Reef dying

Here's a quick pic.
image.jpeg
 
Ok so from what I have gathered here you guys are saying no need to test for phosphates correct? I just did a water change of my usal 5 gallons today and sucked out a lot of the red stuff. It's still really thick on my frag rack but for the most part it seems to be gone from the rocks and sand. Everything is look much happier now that I use RO water.

It's will take more than a 5 gallon change to make everything happier. [emoji3]
At this point, I don't see the need to spend money on a phosphate test. Use the money on other things, refractometer, salt mix, etc.

You should do more like > 15g water changes.

Take your frag rack out of the tank and scrub it down, your frags will do fine on the substrate for a little while for the rack to be cleaned. Also, take out your power head, disassemble, and scrub.

What ever can be removed from tank and scrubbed, do it. you can use your old water, at next water change, and scrub any rocks you can remove. A new cheap toothbrush would be fine to use. I would use some gloves, like new dishwasher rubber gloves.

Use your siphon hose to suck anything off rocks, clean your glass before the water change.

Every water change you do will dilute the bad stuff, but bigger changes do more.

5 gallon change leaves over 80% of unwanted stuff in water, this gets diluted with new water

But if you do a 15g change you remove 50% of unwanted stuff in water.

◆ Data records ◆
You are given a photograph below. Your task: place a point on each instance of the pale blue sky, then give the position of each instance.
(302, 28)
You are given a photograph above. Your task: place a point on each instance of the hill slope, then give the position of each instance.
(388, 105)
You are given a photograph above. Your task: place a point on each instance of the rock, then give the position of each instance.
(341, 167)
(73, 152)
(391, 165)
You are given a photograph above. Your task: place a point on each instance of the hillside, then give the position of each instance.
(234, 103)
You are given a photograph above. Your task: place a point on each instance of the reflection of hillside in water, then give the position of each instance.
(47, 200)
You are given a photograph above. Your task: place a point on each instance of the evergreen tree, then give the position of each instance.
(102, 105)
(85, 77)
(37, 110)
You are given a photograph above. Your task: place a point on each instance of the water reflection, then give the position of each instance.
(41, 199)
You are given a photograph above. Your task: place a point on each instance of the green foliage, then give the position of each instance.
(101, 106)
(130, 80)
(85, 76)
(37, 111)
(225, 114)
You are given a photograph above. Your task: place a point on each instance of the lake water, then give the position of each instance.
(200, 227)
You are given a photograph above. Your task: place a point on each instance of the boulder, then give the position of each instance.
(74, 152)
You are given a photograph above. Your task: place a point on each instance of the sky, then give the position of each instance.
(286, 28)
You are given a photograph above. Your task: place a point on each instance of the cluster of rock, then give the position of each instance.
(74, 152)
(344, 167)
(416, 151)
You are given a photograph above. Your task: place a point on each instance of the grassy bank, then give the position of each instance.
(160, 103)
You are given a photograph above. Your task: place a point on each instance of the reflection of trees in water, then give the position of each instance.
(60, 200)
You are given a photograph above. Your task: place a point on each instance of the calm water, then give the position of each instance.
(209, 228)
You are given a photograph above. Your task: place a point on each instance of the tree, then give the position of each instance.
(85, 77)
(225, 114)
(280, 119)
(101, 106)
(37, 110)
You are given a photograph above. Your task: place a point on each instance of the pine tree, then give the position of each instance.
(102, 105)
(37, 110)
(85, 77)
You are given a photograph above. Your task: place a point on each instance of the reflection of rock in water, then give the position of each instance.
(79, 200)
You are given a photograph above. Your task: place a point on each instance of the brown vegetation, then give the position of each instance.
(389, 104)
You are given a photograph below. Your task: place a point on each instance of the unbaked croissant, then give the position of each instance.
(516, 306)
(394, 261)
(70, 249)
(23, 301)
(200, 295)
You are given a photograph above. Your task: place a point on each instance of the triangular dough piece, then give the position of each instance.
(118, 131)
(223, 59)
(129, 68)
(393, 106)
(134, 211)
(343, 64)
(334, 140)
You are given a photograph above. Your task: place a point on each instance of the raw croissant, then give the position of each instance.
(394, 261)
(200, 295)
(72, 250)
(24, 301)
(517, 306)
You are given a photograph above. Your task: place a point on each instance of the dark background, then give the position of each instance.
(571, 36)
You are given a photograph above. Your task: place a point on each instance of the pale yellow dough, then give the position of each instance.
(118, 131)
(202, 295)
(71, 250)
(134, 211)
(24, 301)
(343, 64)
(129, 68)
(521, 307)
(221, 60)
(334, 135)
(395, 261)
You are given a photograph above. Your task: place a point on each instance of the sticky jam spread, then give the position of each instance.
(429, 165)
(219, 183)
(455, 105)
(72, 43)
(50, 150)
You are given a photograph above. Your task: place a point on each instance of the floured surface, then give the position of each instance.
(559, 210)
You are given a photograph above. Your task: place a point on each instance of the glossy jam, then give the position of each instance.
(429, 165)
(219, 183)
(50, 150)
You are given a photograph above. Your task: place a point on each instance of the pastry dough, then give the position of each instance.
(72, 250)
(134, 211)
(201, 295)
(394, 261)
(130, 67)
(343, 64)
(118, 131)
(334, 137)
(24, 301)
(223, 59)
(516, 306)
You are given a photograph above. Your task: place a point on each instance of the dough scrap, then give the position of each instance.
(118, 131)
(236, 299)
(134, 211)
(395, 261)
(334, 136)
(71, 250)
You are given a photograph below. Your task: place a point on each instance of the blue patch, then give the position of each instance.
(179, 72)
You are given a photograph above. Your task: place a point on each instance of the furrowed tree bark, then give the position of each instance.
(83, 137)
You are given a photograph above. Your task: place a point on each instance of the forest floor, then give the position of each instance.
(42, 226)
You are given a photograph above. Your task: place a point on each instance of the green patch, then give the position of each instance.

◆ Exercise aim ◆
Please copy the reef tank thread from "It's will take" up to and including "dishwasher rubber gloves.", renaming "power head" to "powerhead".

◆ Reply ◆
It's will take more than a 5 gallon change to make everything happier. [emoji3]
At this point, I don't see the need to spend money on a phosphate test. Use the money on other things, refractometer, salt mix, etc.

You should do more like > 15g water changes.

Take your frag rack out of the tank and scrub it down, your frags will do fine on the substrate for a little while for the rack to be cleaned. Also, take out your powerhead, disassemble, and scrub.

What ever can be removed from tank and scrubbed, do it. you can use your old water, at next water change, and scrub any rocks you can remove. A new cheap toothbrush would be fine to use. I would use some gloves, like new dishwasher rubber gloves.